◆ **Polecenie**:
Przepisz fragment tekstu źródłowego od słów „Och Johnny Locke” aż po słowa „Wolność od czego...”, zamieniając wyrażenie „nowe pokolenie” na „młode pokolenie”.

Och Johnny Locke przybądź do mnie w Bentleyu. Zaczynam  już pić swojego Johnny Wolkera, a nie mam z kim...

Tym bardzie... że dzisiejsze nowe pokolenie. Pokolenie ( 18 – 29) w zdecydowanej większości głosuje albo na Konfederacje albo na Lewice. Dokąd więc zmierza nasze społeczeństwo? A przynajmniej to nowe pokolenie? Jaką wolność sobie szykuje? Wolność od czego...

Tak. Lewica i Konfederacja to w zasadzie ci sami ludzie. Inne tylko kostiumy. Inne słowa. Inne argumenty w rozumienie wolności. Niemniej widoczna jest próba zdefiniowania od nowa owej wolności. A zarazem jest to całkowite odejście od starego republikańskiego rozumienia społeczeństwa, jego ładu, owej ” umowy społecznej „ a w naszym konkretnym historycznym przypadku, solidaryzmu społecznego wypracowanego w Polsce pod koniec XX wieku.

◆ **Wybrane wiersze**:

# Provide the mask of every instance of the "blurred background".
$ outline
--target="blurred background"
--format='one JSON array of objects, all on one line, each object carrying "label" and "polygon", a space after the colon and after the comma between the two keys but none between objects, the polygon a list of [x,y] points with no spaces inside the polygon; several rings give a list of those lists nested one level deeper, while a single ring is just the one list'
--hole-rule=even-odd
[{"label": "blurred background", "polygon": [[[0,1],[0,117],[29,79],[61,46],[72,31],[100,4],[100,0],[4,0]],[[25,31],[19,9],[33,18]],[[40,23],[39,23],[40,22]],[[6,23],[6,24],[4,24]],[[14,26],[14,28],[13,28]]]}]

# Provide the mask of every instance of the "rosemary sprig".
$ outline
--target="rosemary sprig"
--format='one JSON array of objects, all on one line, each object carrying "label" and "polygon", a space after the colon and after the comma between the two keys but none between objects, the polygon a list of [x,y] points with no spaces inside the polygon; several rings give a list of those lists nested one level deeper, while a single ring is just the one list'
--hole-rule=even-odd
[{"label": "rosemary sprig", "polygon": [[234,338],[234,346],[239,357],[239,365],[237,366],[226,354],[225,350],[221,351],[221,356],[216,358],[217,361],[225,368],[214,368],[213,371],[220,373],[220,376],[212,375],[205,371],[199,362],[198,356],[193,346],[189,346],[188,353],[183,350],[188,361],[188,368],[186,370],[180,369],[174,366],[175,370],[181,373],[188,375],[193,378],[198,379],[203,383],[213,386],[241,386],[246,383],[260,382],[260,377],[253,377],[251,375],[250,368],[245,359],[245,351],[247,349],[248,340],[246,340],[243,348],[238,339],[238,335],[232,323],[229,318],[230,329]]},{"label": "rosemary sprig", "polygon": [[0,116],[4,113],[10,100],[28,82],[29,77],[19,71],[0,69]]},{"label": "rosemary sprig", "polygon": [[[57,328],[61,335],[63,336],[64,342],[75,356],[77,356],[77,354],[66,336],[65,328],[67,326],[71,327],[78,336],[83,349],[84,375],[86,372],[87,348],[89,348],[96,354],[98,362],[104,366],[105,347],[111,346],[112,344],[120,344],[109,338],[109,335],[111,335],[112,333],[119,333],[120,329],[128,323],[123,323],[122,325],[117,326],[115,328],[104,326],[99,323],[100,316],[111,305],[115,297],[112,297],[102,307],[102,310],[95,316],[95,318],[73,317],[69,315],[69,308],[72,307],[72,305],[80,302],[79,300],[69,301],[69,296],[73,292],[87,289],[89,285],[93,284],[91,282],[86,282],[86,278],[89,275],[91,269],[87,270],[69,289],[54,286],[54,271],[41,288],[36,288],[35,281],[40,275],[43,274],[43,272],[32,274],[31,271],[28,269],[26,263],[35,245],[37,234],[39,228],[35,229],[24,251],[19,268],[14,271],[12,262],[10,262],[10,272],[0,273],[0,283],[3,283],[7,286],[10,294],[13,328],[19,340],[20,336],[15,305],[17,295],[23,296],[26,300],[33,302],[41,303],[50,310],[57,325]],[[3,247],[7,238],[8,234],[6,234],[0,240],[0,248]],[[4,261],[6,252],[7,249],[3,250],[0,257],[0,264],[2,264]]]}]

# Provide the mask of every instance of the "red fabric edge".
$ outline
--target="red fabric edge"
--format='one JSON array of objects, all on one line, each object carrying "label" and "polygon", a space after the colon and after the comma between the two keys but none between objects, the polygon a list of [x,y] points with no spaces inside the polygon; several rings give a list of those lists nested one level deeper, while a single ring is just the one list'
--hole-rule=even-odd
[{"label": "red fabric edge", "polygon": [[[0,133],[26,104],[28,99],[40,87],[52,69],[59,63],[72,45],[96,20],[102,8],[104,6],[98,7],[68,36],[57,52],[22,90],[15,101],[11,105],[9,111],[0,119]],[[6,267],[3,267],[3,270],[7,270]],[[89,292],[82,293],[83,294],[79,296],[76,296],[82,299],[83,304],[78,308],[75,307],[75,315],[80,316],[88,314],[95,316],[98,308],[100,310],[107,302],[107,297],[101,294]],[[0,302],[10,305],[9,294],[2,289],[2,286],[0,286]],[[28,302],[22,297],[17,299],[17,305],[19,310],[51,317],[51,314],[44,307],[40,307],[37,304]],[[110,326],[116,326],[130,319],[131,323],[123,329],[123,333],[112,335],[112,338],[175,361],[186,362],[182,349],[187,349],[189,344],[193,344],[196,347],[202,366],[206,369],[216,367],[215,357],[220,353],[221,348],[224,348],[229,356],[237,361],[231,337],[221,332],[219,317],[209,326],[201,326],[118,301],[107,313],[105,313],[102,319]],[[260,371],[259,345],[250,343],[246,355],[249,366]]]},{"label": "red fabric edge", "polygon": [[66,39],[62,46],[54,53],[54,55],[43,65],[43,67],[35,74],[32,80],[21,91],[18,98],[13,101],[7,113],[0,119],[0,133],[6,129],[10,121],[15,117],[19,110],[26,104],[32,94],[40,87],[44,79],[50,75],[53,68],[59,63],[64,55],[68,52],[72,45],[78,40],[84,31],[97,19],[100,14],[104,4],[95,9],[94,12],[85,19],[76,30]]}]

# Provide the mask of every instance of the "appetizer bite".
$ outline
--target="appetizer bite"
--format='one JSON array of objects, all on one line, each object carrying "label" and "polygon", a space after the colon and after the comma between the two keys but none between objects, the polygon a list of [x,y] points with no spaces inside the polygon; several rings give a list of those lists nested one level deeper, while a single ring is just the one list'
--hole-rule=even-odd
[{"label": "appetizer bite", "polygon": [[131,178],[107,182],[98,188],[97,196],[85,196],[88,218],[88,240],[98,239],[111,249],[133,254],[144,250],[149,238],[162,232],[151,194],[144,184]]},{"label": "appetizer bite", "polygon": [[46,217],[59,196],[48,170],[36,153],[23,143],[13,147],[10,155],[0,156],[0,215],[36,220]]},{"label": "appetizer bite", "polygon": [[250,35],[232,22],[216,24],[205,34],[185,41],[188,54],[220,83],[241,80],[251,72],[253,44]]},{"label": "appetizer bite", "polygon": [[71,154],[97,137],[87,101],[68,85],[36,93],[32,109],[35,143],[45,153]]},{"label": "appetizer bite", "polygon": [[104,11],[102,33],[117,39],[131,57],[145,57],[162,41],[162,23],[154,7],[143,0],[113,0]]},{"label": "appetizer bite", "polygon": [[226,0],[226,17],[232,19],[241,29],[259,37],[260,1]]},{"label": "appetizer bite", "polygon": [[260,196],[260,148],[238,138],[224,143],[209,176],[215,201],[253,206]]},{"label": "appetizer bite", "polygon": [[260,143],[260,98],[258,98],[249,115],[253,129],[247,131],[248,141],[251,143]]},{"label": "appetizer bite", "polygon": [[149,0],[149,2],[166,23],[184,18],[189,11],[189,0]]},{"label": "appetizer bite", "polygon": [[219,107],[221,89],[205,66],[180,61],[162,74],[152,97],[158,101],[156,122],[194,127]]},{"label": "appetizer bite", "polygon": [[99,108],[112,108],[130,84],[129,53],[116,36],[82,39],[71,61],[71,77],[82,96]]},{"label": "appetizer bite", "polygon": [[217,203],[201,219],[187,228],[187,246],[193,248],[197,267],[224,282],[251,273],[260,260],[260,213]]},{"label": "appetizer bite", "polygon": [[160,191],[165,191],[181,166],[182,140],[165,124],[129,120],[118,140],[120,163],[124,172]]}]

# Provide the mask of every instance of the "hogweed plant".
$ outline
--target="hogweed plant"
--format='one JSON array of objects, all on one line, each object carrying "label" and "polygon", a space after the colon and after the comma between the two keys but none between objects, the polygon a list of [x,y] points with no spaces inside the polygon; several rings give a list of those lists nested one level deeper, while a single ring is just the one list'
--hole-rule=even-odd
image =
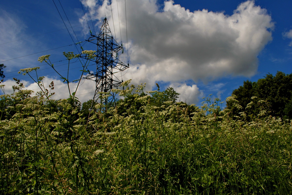
[{"label": "hogweed plant", "polygon": [[[66,55],[68,61],[79,57]],[[40,61],[50,65],[49,59]],[[67,75],[60,76],[69,87]],[[243,108],[229,97],[240,109],[234,116],[218,98],[205,98],[201,107],[163,102],[159,85],[144,93],[145,84],[128,80],[112,92],[122,98],[116,106],[97,104],[88,122],[74,103],[76,91],[53,100],[53,84],[47,91],[43,78],[35,80],[37,95],[16,79],[13,94],[0,100],[1,194],[292,192],[292,122],[270,116],[264,101],[254,98]],[[100,95],[104,102],[108,98]],[[255,104],[262,112],[251,115]]]}]

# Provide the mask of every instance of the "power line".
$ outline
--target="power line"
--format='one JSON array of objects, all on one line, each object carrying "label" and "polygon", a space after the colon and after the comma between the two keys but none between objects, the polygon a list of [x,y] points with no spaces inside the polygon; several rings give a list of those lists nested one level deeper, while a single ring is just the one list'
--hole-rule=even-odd
[{"label": "power line", "polygon": [[118,10],[118,17],[119,17],[119,25],[120,27],[120,34],[121,35],[121,42],[122,42],[122,32],[121,30],[121,22],[120,22],[120,15],[119,13],[119,6],[118,6],[118,0],[117,0],[117,8]]},{"label": "power line", "polygon": [[112,11],[112,25],[114,26],[114,37],[117,38],[116,36],[116,30],[114,29],[114,15],[112,14],[112,3],[110,0],[110,10]]},{"label": "power line", "polygon": [[[73,27],[78,27],[78,26],[81,26],[82,25],[82,24],[79,24],[79,25],[77,25],[76,26],[74,26]],[[33,36],[29,36],[29,37],[25,37],[25,38],[21,38],[20,39],[18,39],[17,40],[15,40],[15,41],[9,41],[9,42],[7,42],[6,43],[1,43],[1,44],[0,44],[0,45],[3,45],[4,44],[6,44],[7,43],[12,43],[13,42],[15,42],[15,41],[21,41],[21,40],[23,40],[23,39],[27,39],[27,38],[31,38],[32,37],[34,37],[35,36],[40,36],[40,35],[44,35],[44,34],[48,34],[49,33],[52,33],[52,32],[56,32],[57,31],[59,31],[62,30],[64,30],[65,29],[66,29],[66,28],[64,28],[64,29],[59,29],[59,30],[56,30],[55,31],[51,31],[51,32],[48,32],[46,33],[43,33],[42,34],[39,34],[36,35],[34,35]]]},{"label": "power line", "polygon": [[[89,9],[88,7],[88,5],[87,5],[87,2],[86,0],[85,0],[85,3],[86,3],[86,6],[87,7],[87,9],[88,10],[88,13],[89,14],[89,17],[90,17],[90,20],[91,21],[91,24],[92,24],[92,27],[93,28],[93,30],[94,31],[94,34],[96,34],[96,33],[95,32],[95,29],[94,29],[94,25],[93,25],[93,22],[92,22],[92,20],[91,18],[91,15],[90,14],[90,11],[89,11]],[[83,9],[83,8],[82,8],[82,9]]]},{"label": "power line", "polygon": [[[82,41],[83,42],[83,41]],[[33,54],[28,54],[27,55],[25,55],[23,56],[20,56],[20,57],[15,57],[14,58],[12,58],[12,59],[7,59],[6,60],[4,60],[4,61],[1,61],[0,62],[6,62],[6,61],[8,61],[8,60],[11,60],[12,59],[17,59],[17,58],[19,58],[21,57],[25,57],[25,56],[27,56],[29,55],[33,55],[34,54],[36,54],[39,53],[41,53],[42,52],[45,52],[48,51],[50,51],[51,50],[55,50],[57,49],[59,49],[59,48],[64,48],[65,47],[67,47],[68,46],[71,46],[71,45],[75,45],[75,44],[71,44],[71,45],[65,45],[65,46],[62,46],[62,47],[60,47],[58,48],[54,48],[53,49],[51,49],[48,50],[46,50],[45,51],[43,51],[41,52],[36,52],[36,53],[34,53]]]},{"label": "power line", "polygon": [[[59,13],[59,15],[60,15],[60,17],[61,17],[61,19],[62,19],[62,21],[63,21],[63,23],[64,23],[64,25],[65,25],[65,27],[66,27],[66,29],[67,29],[67,31],[68,31],[68,33],[69,33],[69,35],[70,36],[70,37],[71,37],[71,39],[72,40],[72,41],[73,41],[73,43],[74,43],[74,40],[73,40],[73,38],[72,38],[72,37],[71,36],[71,34],[70,34],[70,33],[69,32],[69,30],[68,30],[68,29],[67,28],[67,26],[66,26],[66,24],[65,24],[65,22],[64,22],[64,20],[63,20],[63,18],[62,17],[62,16],[61,15],[61,14],[60,13],[60,12],[59,11],[59,10],[58,9],[58,8],[57,7],[57,6],[56,5],[56,3],[55,3],[55,1],[54,0],[53,0],[53,2],[54,3],[54,4],[55,5],[55,6],[56,7],[56,8],[57,9],[57,11],[58,11],[58,13]],[[75,44],[74,44],[75,45]],[[79,50],[78,48],[77,48],[77,46],[76,46],[76,45],[75,45],[75,46],[76,47],[76,48],[77,50],[77,51],[79,51]]]},{"label": "power line", "polygon": [[[79,41],[78,40],[78,38],[77,38],[77,36],[76,35],[76,34],[75,33],[75,32],[74,31],[74,29],[73,29],[73,28],[72,27],[72,26],[71,25],[71,23],[70,23],[70,21],[69,21],[69,19],[68,19],[68,17],[67,17],[67,14],[66,14],[66,13],[65,12],[65,10],[64,10],[64,8],[63,8],[63,6],[62,6],[62,4],[61,3],[61,2],[60,2],[60,0],[58,0],[59,1],[59,2],[60,3],[60,5],[61,5],[61,7],[62,8],[62,9],[63,10],[63,11],[64,12],[64,13],[65,14],[65,15],[66,16],[66,17],[67,18],[67,20],[68,21],[68,22],[69,22],[69,24],[70,25],[70,26],[71,27],[71,28],[72,29],[72,30],[73,31],[73,32],[74,33],[74,35],[75,35],[75,37],[76,37],[76,38],[77,39],[77,42],[79,42]],[[73,41],[74,42],[74,41]]]},{"label": "power line", "polygon": [[[84,10],[83,9],[83,6],[82,6],[82,3],[81,3],[81,1],[80,1],[80,0],[79,0],[79,2],[80,2],[80,4],[81,5],[81,7],[82,8],[82,10],[83,10],[83,13],[84,13],[84,16],[85,17],[85,20],[86,20],[86,22],[87,23],[87,25],[88,25],[88,28],[89,29],[89,31],[91,32],[90,34],[92,34],[92,33],[91,33],[91,31],[90,30],[90,28],[89,27],[89,24],[88,24],[88,21],[87,21],[87,19],[86,18],[86,15],[85,15],[85,13],[84,11]],[[88,11],[89,11],[89,10],[88,10]]]},{"label": "power line", "polygon": [[129,52],[128,52],[128,29],[127,28],[127,10],[126,9],[126,0],[125,0],[125,14],[126,16],[126,34],[127,36],[127,55],[128,56],[128,66],[129,65]]}]

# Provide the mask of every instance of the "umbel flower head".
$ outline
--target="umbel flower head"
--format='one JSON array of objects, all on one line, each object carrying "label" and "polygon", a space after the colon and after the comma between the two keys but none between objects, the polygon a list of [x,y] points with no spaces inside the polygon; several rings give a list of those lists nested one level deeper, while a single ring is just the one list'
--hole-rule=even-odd
[{"label": "umbel flower head", "polygon": [[44,60],[45,62],[46,62],[46,60],[49,59],[49,57],[50,57],[51,55],[43,55],[42,56],[41,56],[39,57],[39,59],[37,60],[38,61],[39,61],[39,62],[43,62]]},{"label": "umbel flower head", "polygon": [[39,69],[39,67],[35,67],[34,68],[23,68],[20,69],[20,71],[18,72],[18,74],[22,73],[23,75],[25,75],[27,73],[28,73],[30,72],[31,72],[32,71],[36,71],[38,69]]},{"label": "umbel flower head", "polygon": [[96,51],[92,50],[84,50],[82,51],[82,54],[87,55],[89,59],[93,58],[96,57],[96,55],[94,54],[96,52]]}]

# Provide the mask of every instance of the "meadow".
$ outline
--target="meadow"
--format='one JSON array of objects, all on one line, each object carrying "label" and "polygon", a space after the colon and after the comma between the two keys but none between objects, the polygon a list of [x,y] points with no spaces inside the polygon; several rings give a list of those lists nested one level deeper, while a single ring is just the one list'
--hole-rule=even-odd
[{"label": "meadow", "polygon": [[[240,108],[231,96],[242,111],[233,115],[211,96],[199,107],[163,101],[129,80],[113,90],[123,100],[88,120],[74,92],[54,100],[16,81],[1,96],[1,194],[292,194],[292,121],[264,100]],[[261,111],[246,115],[253,104]]]}]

◆ **Odpowiedź**:
Och Johnny Locke przybądź do mnie w Bentleyu. Zaczynam  już pić swojego Johnny Wolkera, a nie mam z kim...

Tym bardzie... że dzisiejsze młode pokolenie. Pokolenie ( 18 – 29) w zdecydowanej większości głosuje albo na Konfederacje albo na Lewice. Dokąd więc zmierza nasze społeczeństwo? A przynajmniej to młode pokolenie? Jaką wolność sobie szykuje? Wolność od czego...